TASK INSTRUCTIONS: Please repeat the records word for word and skip the pictures.

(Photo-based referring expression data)

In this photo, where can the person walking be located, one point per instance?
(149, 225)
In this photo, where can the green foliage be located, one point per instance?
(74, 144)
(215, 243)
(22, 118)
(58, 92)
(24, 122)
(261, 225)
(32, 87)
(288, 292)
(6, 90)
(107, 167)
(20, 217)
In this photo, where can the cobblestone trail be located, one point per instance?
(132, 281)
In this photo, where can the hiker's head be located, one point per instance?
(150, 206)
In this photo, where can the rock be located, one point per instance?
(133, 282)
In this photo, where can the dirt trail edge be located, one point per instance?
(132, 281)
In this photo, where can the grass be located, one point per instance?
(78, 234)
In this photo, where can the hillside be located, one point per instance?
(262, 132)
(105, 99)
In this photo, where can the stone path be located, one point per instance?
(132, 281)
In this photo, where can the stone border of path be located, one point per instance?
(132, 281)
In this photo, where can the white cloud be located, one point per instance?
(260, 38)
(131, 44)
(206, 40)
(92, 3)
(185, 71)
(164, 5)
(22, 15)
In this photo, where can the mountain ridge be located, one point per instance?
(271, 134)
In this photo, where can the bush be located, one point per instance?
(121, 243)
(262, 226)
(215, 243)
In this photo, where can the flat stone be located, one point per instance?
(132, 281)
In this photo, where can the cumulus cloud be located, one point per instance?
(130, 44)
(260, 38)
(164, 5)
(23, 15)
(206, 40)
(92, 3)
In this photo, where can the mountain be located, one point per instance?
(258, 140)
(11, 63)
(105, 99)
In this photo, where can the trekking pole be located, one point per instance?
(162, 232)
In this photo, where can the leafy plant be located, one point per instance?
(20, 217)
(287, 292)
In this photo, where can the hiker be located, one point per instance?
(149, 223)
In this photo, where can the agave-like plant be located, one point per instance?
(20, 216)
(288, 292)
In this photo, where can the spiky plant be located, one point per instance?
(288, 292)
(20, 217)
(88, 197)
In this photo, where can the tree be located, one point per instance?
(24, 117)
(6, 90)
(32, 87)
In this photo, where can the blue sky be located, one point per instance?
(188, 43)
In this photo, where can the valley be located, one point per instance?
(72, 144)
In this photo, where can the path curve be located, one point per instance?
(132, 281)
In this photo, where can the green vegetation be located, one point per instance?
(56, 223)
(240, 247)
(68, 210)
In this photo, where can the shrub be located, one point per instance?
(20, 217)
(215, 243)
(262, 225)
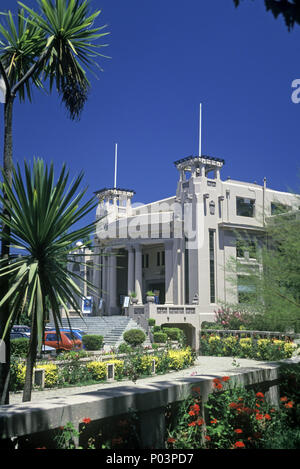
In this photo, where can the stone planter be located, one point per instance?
(150, 299)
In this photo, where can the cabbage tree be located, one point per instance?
(55, 46)
(44, 216)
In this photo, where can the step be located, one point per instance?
(111, 328)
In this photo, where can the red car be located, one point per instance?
(66, 341)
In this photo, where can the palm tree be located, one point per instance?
(55, 46)
(42, 214)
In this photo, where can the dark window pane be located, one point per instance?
(245, 207)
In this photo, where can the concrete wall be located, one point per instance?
(149, 400)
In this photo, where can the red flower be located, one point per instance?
(283, 399)
(225, 378)
(238, 430)
(289, 405)
(117, 441)
(192, 424)
(233, 405)
(217, 384)
(197, 390)
(195, 408)
(239, 444)
(200, 422)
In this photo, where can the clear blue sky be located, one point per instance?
(167, 57)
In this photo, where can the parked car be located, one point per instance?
(19, 335)
(46, 349)
(66, 341)
(20, 328)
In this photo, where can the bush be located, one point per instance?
(160, 337)
(134, 337)
(173, 333)
(98, 370)
(92, 342)
(19, 347)
(246, 347)
(233, 418)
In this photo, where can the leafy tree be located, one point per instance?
(270, 284)
(290, 10)
(42, 214)
(55, 46)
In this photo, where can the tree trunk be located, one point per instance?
(30, 361)
(4, 282)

ANSWER BELOW:
In this photo, where can the person walking be located, one point per instance?
(149, 225)
In this photo, where can the green foliage be located, one point per instance?
(74, 144)
(215, 243)
(22, 118)
(58, 92)
(24, 122)
(261, 225)
(32, 87)
(288, 292)
(6, 90)
(107, 167)
(20, 217)
In this photo, where can the cobblestone trail be located, one point per instance?
(132, 281)
In this photo, where can the hiker's head be located, one point per instance?
(150, 206)
In this photo, where can the rock be located, one point per instance?
(133, 282)
In this photo, where can the dirt trail edge be located, one point per instance?
(132, 281)
In this photo, where can the grass be located, one point per instance?
(78, 234)
In this photo, where can the hillside be located, one point per instance?
(262, 132)
(105, 99)
In this photo, where can the stone path be located, one point per instance?
(132, 281)
In this photo, where can the stone border of path be located, one point per instance?
(132, 281)
In this photo, where can the white cloud be located, one point per instance?
(260, 38)
(131, 44)
(206, 40)
(92, 3)
(185, 71)
(164, 5)
(22, 15)
In this photo, where can the mountain ridge be located, one point per instance?
(271, 134)
In this photo, where can the bush be located, one point per instance?
(121, 243)
(262, 226)
(215, 243)
In this photo, where can the flat stone be located, one point per instance?
(132, 281)
In this photo, where can the cumulus cloud be located, one point per instance?
(130, 44)
(260, 38)
(164, 5)
(23, 15)
(206, 40)
(92, 3)
In this photo, where can the mountain be located, one point per instance?
(258, 140)
(11, 63)
(105, 99)
In this photo, where can the trekking pole be located, one point per instance?
(162, 232)
In this photo, where can the leafy plant be located, one point per instance?
(20, 217)
(287, 292)
In this photo, where can the hiker be located, one point per instance?
(149, 223)
In this photo, where can the agave-like plant be located, one point per instance?
(20, 216)
(288, 292)
In this photo, where can the spiky plant be located, one point per instance?
(288, 292)
(20, 217)
(88, 197)
In this photo, where can the tree be located, one point per instance?
(24, 117)
(6, 90)
(32, 87)
In this photo, where can the blue sky be located, one point per instance?
(188, 43)
In this photo, where can the valley be located, one point per instance?
(72, 144)
In this photo, where can the path curve be located, one point per instance?
(132, 281)
In this photo, where can the green vegetation be located, one point per instance?
(56, 223)
(240, 247)
(68, 210)
In this photo, where can the shrub be located, one point per instance?
(20, 217)
(215, 243)
(262, 225)
In this photo, where can the stone planter be located, one point per instance?
(150, 299)
In this photo, where can the cabbage tree be located, one point per instance?
(55, 46)
(44, 216)
In this photo, where can the step be located, one point per instance?
(111, 328)
In this photo, where can the red car be located, one point per instance?
(66, 341)
In this photo, where can the palm tree be located, one point per instance?
(55, 46)
(42, 214)
In this photo, where can the dark window pane be located, one point per instance?
(245, 207)
In this photo, where can the concrete wall be located, one point per instance?
(149, 400)
In this photo, where can the red flower be located, one point per instance?
(283, 399)
(225, 378)
(238, 430)
(289, 405)
(117, 441)
(192, 424)
(233, 405)
(217, 384)
(197, 390)
(195, 408)
(239, 444)
(200, 422)
In this photo, where can the clear blue sky be located, one point per instance?
(167, 57)
In this photo, where can the parked car be located, one point per instance?
(19, 335)
(46, 349)
(66, 341)
(20, 328)
In this photo, where can the bush be located, one point per instance?
(160, 337)
(134, 337)
(173, 333)
(98, 370)
(92, 342)
(19, 347)
(246, 347)
(233, 418)
In this photo, where can the leafy tree be located, one point per instance?
(270, 284)
(290, 10)
(42, 214)
(55, 46)
In this photo, where can the tree trunk be located, one point per instance?
(30, 361)
(4, 282)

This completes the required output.